• **INSTRUÇÕES DAS TAREFAS**:
1) Segundo o estudo da FGV-Ibre citado na reportagem sobre demissões voluntárias, quantas demissões a pedido do trabalhador foram somadas em abril?
2) Prossiga com a reportagem sobre demissões voluntárias a partir da última frase apresentada.

Termos como “Lazy Job”, “Quiet Ambition” e agora “Rage Applying” circulam no TikTok, testemunhando uma geração que está rejeitando promoções e combatendo tradições do trabalho em nome do bem-estar (John M Lund Photography Inc/Getty Images)
Repórter
Publicado em 7 de junho de 2024 às 08h45.
Última atualização em 8 de junho de 2024 às 12h12.
As demissões voluntárias voltaram a crescer no Brasil. Segundo estudo da FGV-Ibre o pedido de demissões atingiu o maior nível em abril deste ano, em comparação com o mesmo período de 2020, somando 734.943 demissões a pedido do trabalhador brasileiro.
Por trás da insatisfação está uma porção de fatores: mercado de trabalho mais aquecido (a taxa de desemprego ao redor de 7% está no menor nível em uma década) e novas carreiras em inteligência artificial estão entre eles.
Há ainda quem veja um traço geracional: os trabalhadores mais jovens têm menos paciência para funções entediantes ou escritórios onde a convivência está longe de atender as suas expectativas.
Uma tendência que reflete essa insatisfação é o “Rage Applying”, ou seja, o comportamento de procurar outro emprego “só de raiva”. A expressão foi dita por um tiktoker canadense em 2023, chamado @redweez, que trabalhava com marketing digital e desde então, o termo tem ganhado força, especialmente entre a geração Z, afirma Lucas Fraga, professor e head de estratégia da BALT, hub de pesquisa, tendências e estratégia da ESPM.

• **INFORMAÇÕES EXTRAÍDAS**:
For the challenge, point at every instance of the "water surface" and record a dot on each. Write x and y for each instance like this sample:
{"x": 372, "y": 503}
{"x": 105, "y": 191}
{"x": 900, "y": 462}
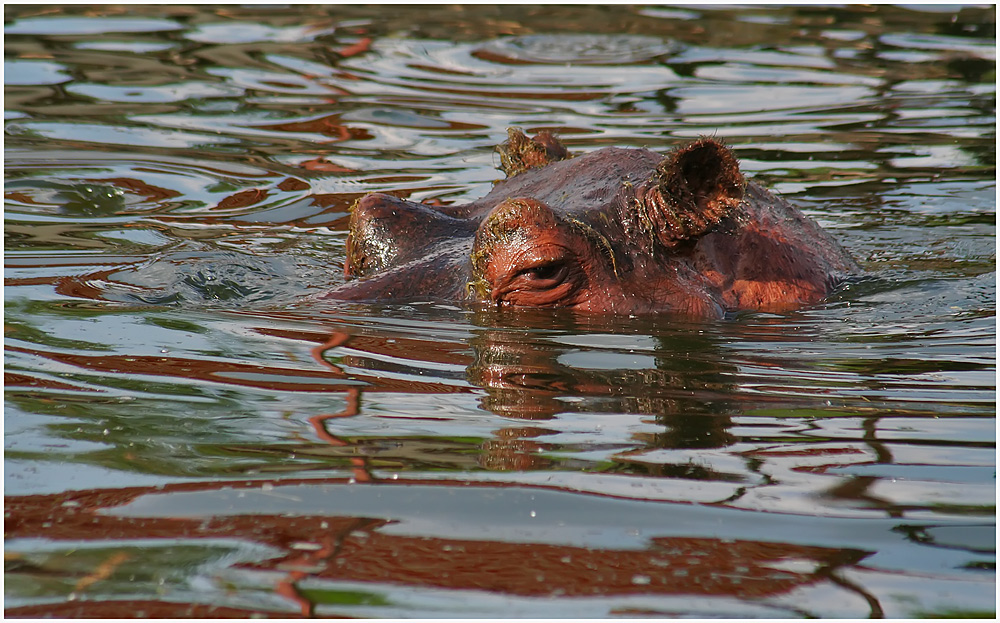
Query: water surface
{"x": 191, "y": 430}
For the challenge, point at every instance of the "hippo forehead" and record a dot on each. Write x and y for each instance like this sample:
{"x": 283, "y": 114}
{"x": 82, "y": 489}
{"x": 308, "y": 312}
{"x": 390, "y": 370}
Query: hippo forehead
{"x": 572, "y": 187}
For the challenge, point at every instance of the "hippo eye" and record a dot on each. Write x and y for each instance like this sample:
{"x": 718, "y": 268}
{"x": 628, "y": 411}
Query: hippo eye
{"x": 552, "y": 271}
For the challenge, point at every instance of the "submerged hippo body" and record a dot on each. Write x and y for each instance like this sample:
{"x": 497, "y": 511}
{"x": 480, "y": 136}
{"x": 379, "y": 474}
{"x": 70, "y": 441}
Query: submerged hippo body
{"x": 612, "y": 231}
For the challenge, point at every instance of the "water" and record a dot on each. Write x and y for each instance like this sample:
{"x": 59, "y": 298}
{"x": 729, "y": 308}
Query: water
{"x": 190, "y": 431}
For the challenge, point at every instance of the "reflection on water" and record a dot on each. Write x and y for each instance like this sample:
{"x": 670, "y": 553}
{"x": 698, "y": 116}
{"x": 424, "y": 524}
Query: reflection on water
{"x": 191, "y": 432}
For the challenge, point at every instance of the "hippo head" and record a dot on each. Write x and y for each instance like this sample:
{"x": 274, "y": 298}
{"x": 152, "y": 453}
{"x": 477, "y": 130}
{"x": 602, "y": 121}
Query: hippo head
{"x": 612, "y": 231}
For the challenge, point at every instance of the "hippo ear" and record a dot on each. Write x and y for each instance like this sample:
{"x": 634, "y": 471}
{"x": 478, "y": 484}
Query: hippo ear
{"x": 520, "y": 153}
{"x": 693, "y": 189}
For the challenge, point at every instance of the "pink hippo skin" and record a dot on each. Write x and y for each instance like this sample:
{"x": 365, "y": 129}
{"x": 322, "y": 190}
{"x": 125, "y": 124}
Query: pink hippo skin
{"x": 619, "y": 231}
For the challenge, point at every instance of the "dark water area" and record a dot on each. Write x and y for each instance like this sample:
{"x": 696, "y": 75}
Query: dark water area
{"x": 191, "y": 430}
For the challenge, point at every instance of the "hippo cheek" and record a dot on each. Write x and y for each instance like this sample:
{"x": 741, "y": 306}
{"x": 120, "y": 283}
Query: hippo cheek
{"x": 525, "y": 255}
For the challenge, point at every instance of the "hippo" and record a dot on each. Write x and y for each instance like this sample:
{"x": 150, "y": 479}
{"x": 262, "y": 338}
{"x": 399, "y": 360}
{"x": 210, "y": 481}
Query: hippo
{"x": 612, "y": 231}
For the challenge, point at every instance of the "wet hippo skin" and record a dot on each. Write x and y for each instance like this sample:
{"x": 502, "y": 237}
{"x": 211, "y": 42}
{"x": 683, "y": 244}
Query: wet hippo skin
{"x": 621, "y": 231}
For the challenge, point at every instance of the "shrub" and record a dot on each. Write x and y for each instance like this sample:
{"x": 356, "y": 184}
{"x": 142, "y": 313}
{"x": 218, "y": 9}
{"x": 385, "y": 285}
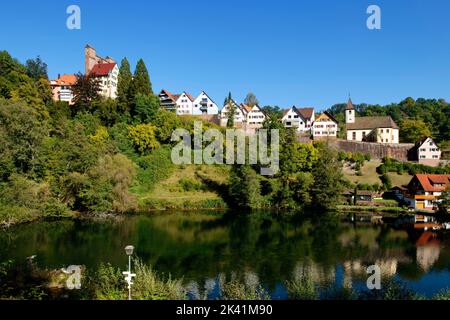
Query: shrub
{"x": 143, "y": 137}
{"x": 188, "y": 184}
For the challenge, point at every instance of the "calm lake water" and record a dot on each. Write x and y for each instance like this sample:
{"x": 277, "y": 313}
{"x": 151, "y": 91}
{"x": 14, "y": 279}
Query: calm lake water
{"x": 200, "y": 247}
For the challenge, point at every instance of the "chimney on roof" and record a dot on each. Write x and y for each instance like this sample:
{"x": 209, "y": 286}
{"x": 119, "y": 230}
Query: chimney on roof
{"x": 349, "y": 112}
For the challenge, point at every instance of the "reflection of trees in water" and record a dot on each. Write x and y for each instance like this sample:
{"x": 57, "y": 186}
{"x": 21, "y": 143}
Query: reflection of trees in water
{"x": 199, "y": 246}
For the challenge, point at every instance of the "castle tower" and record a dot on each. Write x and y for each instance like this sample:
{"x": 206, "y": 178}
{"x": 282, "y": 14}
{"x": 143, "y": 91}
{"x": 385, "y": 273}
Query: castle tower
{"x": 349, "y": 112}
{"x": 90, "y": 59}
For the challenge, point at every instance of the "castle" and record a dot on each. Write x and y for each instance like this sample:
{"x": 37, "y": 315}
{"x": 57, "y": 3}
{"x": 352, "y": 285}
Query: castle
{"x": 105, "y": 69}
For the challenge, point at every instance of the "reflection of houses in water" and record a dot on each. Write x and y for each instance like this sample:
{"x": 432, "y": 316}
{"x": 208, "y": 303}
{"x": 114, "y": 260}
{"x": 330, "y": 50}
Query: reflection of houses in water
{"x": 428, "y": 250}
{"x": 357, "y": 269}
{"x": 310, "y": 269}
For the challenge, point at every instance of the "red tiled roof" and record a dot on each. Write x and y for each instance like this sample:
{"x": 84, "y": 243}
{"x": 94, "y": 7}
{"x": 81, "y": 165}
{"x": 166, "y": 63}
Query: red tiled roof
{"x": 362, "y": 123}
{"x": 306, "y": 113}
{"x": 428, "y": 181}
{"x": 66, "y": 79}
{"x": 189, "y": 96}
{"x": 102, "y": 69}
{"x": 349, "y": 105}
{"x": 246, "y": 107}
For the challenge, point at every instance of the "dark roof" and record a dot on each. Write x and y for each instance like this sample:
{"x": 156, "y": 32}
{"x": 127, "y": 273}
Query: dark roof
{"x": 349, "y": 105}
{"x": 428, "y": 181}
{"x": 306, "y": 113}
{"x": 372, "y": 123}
{"x": 102, "y": 69}
{"x": 330, "y": 116}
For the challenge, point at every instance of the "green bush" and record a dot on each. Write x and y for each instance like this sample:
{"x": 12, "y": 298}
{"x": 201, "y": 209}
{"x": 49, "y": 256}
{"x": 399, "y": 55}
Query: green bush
{"x": 153, "y": 168}
{"x": 188, "y": 184}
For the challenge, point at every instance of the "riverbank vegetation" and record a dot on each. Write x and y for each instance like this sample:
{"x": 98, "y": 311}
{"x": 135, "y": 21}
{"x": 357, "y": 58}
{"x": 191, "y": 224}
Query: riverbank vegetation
{"x": 113, "y": 156}
{"x": 26, "y": 281}
{"x": 102, "y": 156}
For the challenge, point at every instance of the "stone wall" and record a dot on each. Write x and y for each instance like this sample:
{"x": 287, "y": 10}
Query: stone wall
{"x": 401, "y": 152}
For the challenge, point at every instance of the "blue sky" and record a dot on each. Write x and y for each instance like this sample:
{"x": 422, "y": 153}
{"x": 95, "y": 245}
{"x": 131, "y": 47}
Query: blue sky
{"x": 304, "y": 53}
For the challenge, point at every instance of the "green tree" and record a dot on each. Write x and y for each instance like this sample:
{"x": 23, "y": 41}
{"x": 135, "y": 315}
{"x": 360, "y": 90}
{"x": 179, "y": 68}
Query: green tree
{"x": 245, "y": 187}
{"x": 141, "y": 81}
{"x": 165, "y": 122}
{"x": 296, "y": 157}
{"x": 328, "y": 177}
{"x": 143, "y": 137}
{"x": 85, "y": 91}
{"x": 106, "y": 110}
{"x": 251, "y": 100}
{"x": 412, "y": 130}
{"x": 145, "y": 108}
{"x": 36, "y": 68}
{"x": 124, "y": 100}
{"x": 22, "y": 135}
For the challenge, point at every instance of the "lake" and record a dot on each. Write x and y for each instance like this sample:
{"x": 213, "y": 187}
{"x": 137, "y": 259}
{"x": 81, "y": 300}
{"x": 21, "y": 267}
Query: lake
{"x": 202, "y": 246}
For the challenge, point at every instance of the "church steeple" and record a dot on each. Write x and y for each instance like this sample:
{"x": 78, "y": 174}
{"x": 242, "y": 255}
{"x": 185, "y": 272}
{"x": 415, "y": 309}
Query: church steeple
{"x": 349, "y": 111}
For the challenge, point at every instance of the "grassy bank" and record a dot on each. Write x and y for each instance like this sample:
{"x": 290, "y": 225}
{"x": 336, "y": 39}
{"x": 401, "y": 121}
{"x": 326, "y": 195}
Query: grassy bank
{"x": 369, "y": 175}
{"x": 371, "y": 209}
{"x": 107, "y": 283}
{"x": 187, "y": 187}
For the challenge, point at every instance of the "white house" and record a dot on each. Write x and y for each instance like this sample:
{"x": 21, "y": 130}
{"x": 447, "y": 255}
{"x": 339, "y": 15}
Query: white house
{"x": 240, "y": 116}
{"x": 299, "y": 118}
{"x": 108, "y": 74}
{"x": 428, "y": 151}
{"x": 254, "y": 117}
{"x": 325, "y": 126}
{"x": 184, "y": 104}
{"x": 62, "y": 87}
{"x": 371, "y": 129}
{"x": 203, "y": 104}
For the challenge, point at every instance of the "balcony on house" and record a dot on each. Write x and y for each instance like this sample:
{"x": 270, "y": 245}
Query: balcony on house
{"x": 65, "y": 95}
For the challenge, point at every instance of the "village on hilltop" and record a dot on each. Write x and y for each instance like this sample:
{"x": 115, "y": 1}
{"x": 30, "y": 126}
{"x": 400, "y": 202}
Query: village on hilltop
{"x": 375, "y": 135}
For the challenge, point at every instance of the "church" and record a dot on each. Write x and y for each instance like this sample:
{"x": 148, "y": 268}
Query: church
{"x": 380, "y": 129}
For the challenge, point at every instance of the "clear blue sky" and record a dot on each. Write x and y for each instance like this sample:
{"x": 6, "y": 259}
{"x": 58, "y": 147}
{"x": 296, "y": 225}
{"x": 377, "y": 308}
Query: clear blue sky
{"x": 304, "y": 53}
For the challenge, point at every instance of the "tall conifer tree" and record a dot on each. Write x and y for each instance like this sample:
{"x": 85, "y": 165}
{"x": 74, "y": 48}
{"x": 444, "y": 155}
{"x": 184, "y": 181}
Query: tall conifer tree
{"x": 123, "y": 86}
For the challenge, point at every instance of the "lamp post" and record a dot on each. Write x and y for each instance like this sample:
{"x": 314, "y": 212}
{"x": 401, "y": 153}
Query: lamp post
{"x": 128, "y": 275}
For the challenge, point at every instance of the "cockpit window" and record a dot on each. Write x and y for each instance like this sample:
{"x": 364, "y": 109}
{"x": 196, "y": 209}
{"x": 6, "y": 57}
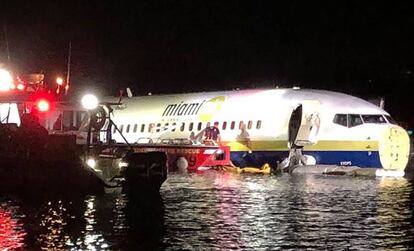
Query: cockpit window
{"x": 340, "y": 119}
{"x": 390, "y": 120}
{"x": 354, "y": 120}
{"x": 376, "y": 119}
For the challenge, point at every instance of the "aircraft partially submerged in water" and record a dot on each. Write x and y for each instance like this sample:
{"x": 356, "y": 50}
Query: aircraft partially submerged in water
{"x": 263, "y": 125}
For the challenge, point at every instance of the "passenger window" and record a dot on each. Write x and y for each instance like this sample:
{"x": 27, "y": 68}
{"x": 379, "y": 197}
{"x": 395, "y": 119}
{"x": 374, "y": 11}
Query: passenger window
{"x": 354, "y": 120}
{"x": 376, "y": 119}
{"x": 258, "y": 124}
{"x": 151, "y": 127}
{"x": 390, "y": 120}
{"x": 341, "y": 119}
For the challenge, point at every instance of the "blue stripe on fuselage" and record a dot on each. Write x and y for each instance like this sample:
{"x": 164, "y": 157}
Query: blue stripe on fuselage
{"x": 354, "y": 158}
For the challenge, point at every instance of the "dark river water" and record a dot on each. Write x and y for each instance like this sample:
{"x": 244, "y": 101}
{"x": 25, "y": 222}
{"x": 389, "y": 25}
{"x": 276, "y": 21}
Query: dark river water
{"x": 221, "y": 211}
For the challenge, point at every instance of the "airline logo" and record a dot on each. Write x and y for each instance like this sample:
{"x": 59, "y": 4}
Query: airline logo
{"x": 204, "y": 109}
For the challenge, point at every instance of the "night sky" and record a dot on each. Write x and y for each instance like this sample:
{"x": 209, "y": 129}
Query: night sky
{"x": 364, "y": 49}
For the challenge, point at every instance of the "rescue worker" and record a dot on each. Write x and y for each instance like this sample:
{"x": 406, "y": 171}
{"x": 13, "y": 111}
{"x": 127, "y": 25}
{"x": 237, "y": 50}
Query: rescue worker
{"x": 212, "y": 135}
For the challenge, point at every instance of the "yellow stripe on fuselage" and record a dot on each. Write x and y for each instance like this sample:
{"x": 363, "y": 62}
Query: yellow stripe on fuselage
{"x": 327, "y": 145}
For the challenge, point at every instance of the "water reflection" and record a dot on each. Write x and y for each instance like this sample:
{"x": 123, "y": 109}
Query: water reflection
{"x": 11, "y": 230}
{"x": 222, "y": 211}
{"x": 394, "y": 214}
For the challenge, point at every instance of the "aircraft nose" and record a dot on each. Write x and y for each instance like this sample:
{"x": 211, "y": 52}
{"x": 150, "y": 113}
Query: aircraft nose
{"x": 394, "y": 148}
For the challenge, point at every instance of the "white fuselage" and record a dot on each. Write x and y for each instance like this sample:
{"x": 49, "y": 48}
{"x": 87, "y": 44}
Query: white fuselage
{"x": 348, "y": 131}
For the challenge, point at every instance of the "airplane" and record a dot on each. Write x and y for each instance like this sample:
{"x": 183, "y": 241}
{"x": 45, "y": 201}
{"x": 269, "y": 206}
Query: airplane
{"x": 264, "y": 125}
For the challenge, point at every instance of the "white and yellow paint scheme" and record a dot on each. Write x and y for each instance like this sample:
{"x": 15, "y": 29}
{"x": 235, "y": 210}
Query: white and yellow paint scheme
{"x": 259, "y": 125}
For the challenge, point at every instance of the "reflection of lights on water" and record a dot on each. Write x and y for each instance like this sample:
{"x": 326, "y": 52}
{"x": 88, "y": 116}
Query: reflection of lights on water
{"x": 11, "y": 233}
{"x": 389, "y": 173}
{"x": 92, "y": 240}
{"x": 53, "y": 222}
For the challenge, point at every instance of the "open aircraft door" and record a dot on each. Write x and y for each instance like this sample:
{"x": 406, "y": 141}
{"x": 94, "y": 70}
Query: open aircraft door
{"x": 304, "y": 124}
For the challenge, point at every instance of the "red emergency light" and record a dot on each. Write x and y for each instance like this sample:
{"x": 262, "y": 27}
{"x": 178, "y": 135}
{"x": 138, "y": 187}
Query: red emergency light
{"x": 43, "y": 105}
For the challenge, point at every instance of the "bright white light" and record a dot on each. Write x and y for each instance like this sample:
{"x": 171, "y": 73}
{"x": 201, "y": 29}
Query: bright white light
{"x": 20, "y": 86}
{"x": 91, "y": 163}
{"x": 43, "y": 105}
{"x": 6, "y": 80}
{"x": 90, "y": 101}
{"x": 389, "y": 173}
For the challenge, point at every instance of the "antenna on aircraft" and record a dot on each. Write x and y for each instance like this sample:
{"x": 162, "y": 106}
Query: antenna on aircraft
{"x": 129, "y": 92}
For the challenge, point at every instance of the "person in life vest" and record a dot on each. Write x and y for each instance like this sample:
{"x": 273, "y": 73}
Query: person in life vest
{"x": 212, "y": 135}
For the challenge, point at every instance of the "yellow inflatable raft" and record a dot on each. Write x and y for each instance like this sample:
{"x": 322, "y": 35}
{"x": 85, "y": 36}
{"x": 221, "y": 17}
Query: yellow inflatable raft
{"x": 265, "y": 169}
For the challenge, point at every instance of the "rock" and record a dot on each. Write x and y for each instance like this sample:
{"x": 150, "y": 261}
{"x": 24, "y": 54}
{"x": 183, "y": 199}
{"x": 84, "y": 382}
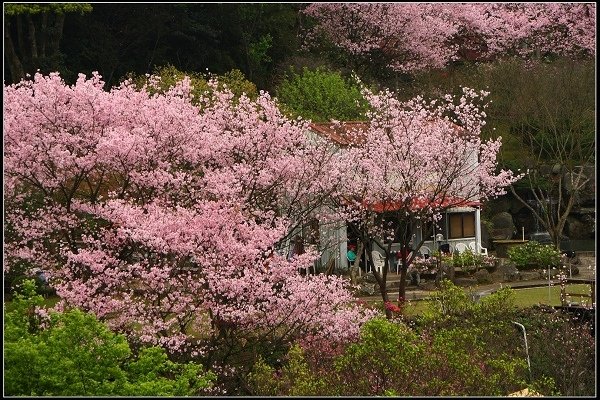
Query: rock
{"x": 367, "y": 289}
{"x": 483, "y": 276}
{"x": 369, "y": 277}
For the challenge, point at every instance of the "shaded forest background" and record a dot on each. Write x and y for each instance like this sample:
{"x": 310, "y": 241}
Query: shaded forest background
{"x": 545, "y": 112}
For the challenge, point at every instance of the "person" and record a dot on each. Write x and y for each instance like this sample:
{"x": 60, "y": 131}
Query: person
{"x": 351, "y": 254}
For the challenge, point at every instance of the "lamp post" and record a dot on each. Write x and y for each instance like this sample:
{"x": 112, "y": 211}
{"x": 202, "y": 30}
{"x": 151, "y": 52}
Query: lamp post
{"x": 548, "y": 285}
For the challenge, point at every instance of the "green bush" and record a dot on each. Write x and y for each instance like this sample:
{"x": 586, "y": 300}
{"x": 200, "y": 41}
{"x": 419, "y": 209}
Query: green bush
{"x": 294, "y": 379}
{"x": 321, "y": 95}
{"x": 533, "y": 255}
{"x": 234, "y": 80}
{"x": 73, "y": 354}
{"x": 556, "y": 339}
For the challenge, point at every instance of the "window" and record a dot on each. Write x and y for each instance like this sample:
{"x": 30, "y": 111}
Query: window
{"x": 462, "y": 225}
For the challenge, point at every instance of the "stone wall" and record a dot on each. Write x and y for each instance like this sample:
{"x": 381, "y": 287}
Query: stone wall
{"x": 508, "y": 215}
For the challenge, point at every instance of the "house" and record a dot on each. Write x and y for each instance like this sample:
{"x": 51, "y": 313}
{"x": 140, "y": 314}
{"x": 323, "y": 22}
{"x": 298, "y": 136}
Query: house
{"x": 459, "y": 229}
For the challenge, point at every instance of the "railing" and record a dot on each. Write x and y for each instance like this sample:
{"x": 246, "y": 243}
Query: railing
{"x": 565, "y": 296}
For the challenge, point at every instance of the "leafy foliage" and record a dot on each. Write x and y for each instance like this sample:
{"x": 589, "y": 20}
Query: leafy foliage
{"x": 534, "y": 255}
{"x": 321, "y": 95}
{"x": 73, "y": 354}
{"x": 557, "y": 339}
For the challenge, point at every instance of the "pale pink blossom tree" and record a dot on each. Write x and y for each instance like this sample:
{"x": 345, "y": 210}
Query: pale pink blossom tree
{"x": 418, "y": 36}
{"x": 415, "y": 160}
{"x": 165, "y": 219}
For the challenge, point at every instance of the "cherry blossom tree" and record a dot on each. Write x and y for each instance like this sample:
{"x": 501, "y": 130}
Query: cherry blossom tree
{"x": 165, "y": 219}
{"x": 415, "y": 160}
{"x": 418, "y": 36}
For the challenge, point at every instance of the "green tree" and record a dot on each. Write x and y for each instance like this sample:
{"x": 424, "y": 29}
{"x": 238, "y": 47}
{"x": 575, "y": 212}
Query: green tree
{"x": 170, "y": 75}
{"x": 32, "y": 36}
{"x": 321, "y": 95}
{"x": 73, "y": 354}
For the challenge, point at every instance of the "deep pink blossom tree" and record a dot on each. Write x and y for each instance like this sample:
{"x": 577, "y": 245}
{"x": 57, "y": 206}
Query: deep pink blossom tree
{"x": 418, "y": 36}
{"x": 415, "y": 160}
{"x": 165, "y": 219}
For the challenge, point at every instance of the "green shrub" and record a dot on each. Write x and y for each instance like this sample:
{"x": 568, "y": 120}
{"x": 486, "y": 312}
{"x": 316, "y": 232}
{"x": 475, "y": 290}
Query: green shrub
{"x": 533, "y": 255}
{"x": 295, "y": 378}
{"x": 556, "y": 339}
{"x": 73, "y": 354}
{"x": 321, "y": 95}
{"x": 169, "y": 76}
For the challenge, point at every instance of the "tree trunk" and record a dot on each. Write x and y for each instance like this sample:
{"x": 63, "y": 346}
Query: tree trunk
{"x": 32, "y": 39}
{"x": 55, "y": 34}
{"x": 14, "y": 64}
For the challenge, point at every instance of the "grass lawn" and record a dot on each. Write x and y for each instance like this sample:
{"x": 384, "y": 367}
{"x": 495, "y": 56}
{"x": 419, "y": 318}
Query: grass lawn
{"x": 525, "y": 297}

• **RESPOSTAS POR TAREFA**:
1) Foram 734.943 demissões a pedido do trabalhador.

2)
“Termos como “Lazy Job”, “Quiet Ambition” e agora “Rage Applying” circulam no TikTok, testemunhando uma geração que está rejeitando promoções e combatendo tradições do trabalho em nome do bem-estar”, afirma o publicitário que também é mestre e doutorando em Comunicação e Práticas de Consumo na ESPM. “Ao contrário do "quiet quitting", que significa resignação silenciosa, o "Rage Applying" envolve um confronto mais direto com a insatisfação no trabalho.”
Seguir prospectando vagas enquanto está se empregado não começou com a Geração Z, afirma Fraga. “O fato é que agora isso não se daria por uma decisão mais fria de estar atento a eventuais oportunidades, mas sim à raiva, um sentimento que leva a ações e decisões rápidas”.
Segundo a agência Robert Walters, mais de 60% dos funcionários em Portugal fizeram “Rage Applying” em 2023. Destes, 16% afirmam que o principal motivo foi um desentendimento com um chefe e 15% que foi uma carga extra de trabalho.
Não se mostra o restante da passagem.